(Provided text):
------------------------------------------------
Table 1 lists typical Tensile and Yield strengths[3] for common shaft materials. 

 

Material Composition Tensile strength [N.mm -2 ] Yield strength [N.mm -2 ]
Common BS 970 C [%] Si Mn Mo Ni Cr
EN 3 070M20 0.2   0.7       400 200
EN 8 080M40 0.4   0.8       550 280
EN 9 070M55 0.6 0.4 0.9       690 495
EN 19 709M40 0.44 0.44 1.1 0.35   1.2 690 495
EN 24 817M40 0.4 0.25 0.7 0.25 1.85 0.8 930 730
EN 32 080M15 0.15 0.25 0.8       450 330
EN 36 655M13 0.16 0.4 0.6   3.75 1 900 730

Table 1: Typical shaft material specifications.

 

 

c.              Shaft diameter:

 

Strange enough this specific motor’s shaft diameter under the core is 170 mm. Normally a shaft of this size and design would have a diameter of between 100 and 120 mm.

 

A larger diameter shaft has the advantage of improving the shaft strength and also increasing the shaft stiffness.

 

Changing the shaft diameter can have a large difference on the critical speed. Theoretical modelling shows the following possible changes to the critical speed for different shaft diameters as listed in table 2.

 

Table 2: Theoretical critical speed for different shaft diameters.

 

Please note that this is still the theoretical critical speed calculation, and that the measured critical speed is around 2851 rpm., with the current shaft design.

 

It appears to be a logical deduction that a large reduction in the shaft diameter would significantly reduce the rotor’s critical speed and that this would solve this motor’s critical speed problem.

 

Care must however be taken with reducing the shaft diameter, since the OEM should have designed the motor with a typical shaft life of at least 5000 starts. These motors are more than ten years old. If we assume that these motors are started on average twice per day. This would give the number of starts to date to be about 7300.

 

Furthermore, the torsional stiffness of the shaft is proportional to the cube of the apparent diameter of the shaft. A 10% reduction in the shafts diameter, could reduce the shaft’s torsional stiffness thus by as much as 46%, and thereby greatly reducing the value of “r” in the equivalent circuit, as well as the Quality Factor.

 

The end result of decreasing the shaft diameter would thus probably be a lower critical speed, but a much higher vibration level at this lower critical speed, which would most likely result in a shaft failure. It is thus clear that degreasing the shaft diameter is not necessarily a good idea.

 

An interesting possibility could be to perform a “turret drill” on the shaft. This process involves drilling a hole through the whole length of the shaft. This will increase the shaft’s strength as well as a large increase in torsional stiffness. The problem with this is that the surface finish on this internal hole is absolutely crucial. A mirror polished finish would probably be necessary (referred to as N8). We do not believe that this option would be easy to achieve, since the skill and tooling involved to achieve this quality hole is mostly confined to military applications.

 

 

d.             Distance between bearing centres:

 

The distance between the bearing centres of a motor is predominantly determined by the physical construction of the frame and the bearing arrangement. For instance: A motor with only one internal fan would have shorter frame and thus also a shorter distance between bearing centres.
------------------------------------------------
(Stored data):
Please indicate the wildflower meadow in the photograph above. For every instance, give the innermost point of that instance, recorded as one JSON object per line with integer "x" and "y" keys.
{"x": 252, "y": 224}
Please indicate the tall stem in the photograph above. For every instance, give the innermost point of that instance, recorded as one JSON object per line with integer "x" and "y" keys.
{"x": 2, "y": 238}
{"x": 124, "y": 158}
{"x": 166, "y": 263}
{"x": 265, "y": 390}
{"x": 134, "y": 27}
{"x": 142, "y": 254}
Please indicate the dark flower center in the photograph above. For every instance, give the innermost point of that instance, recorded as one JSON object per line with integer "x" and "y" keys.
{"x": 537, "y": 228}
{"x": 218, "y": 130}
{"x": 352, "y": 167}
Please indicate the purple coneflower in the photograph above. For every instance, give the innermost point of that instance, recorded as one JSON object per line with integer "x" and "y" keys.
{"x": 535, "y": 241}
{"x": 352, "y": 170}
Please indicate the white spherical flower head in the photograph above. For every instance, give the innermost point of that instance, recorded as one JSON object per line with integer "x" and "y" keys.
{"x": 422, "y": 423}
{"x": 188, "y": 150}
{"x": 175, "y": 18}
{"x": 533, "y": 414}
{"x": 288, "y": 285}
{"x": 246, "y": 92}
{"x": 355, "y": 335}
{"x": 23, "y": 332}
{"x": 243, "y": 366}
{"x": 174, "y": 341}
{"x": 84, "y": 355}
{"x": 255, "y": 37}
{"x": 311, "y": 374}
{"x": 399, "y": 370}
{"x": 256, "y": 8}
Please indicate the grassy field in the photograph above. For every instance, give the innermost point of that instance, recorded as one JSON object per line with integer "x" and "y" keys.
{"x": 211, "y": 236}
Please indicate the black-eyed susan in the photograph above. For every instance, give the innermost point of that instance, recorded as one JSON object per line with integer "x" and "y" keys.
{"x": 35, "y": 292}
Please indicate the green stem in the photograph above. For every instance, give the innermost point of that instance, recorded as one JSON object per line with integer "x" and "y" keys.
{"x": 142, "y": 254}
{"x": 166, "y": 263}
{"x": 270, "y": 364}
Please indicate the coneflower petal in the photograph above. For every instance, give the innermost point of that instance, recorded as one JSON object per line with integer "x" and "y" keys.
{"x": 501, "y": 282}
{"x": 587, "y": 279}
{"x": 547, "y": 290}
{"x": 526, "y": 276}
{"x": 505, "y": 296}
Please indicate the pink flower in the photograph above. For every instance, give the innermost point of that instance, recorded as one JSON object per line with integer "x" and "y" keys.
------------------------------------------------
(Given task 1): Under the "Common" heading in Table 1 of the motor shaft text, list every shaft material designation that begins with "EN".
(Given task 2): Extract the passage of the motor shaft text between "It appears to" and "critical speed problem.", inclusive.

(Worked solution 1): EN 3, EN 8, EN 9, EN 19, EN 24, EN 32, EN 36

(Worked solution 2):
It appears to be a logical deduction that a large reduction in the shaft diameter would significantly reduce the rotor’s critical speed and that this would solve this motor’s critical speed problem.